(Dataset excerpts on object pointing)
## begin

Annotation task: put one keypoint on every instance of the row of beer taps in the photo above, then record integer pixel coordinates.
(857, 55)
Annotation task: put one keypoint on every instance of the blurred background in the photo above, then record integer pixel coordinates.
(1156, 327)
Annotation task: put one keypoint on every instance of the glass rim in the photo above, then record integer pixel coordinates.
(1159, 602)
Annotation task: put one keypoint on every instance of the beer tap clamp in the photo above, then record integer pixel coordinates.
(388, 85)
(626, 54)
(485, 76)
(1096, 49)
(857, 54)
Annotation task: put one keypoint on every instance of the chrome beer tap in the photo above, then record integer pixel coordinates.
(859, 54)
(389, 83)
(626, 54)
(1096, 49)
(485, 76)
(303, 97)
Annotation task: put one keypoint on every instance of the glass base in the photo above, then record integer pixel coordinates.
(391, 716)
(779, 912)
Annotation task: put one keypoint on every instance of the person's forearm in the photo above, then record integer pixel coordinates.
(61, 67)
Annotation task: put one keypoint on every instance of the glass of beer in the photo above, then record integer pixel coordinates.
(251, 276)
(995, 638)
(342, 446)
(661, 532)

## end

SHORT PROBLEM
Reproduce verbatim everything from the line containing "the glass of" down to the last of the items above.

FULL ANSWER
Annotation task: put one keypoint on every instance of the glass of beer in the photo above, then record integer pixel coordinates.
(251, 276)
(995, 638)
(342, 446)
(661, 532)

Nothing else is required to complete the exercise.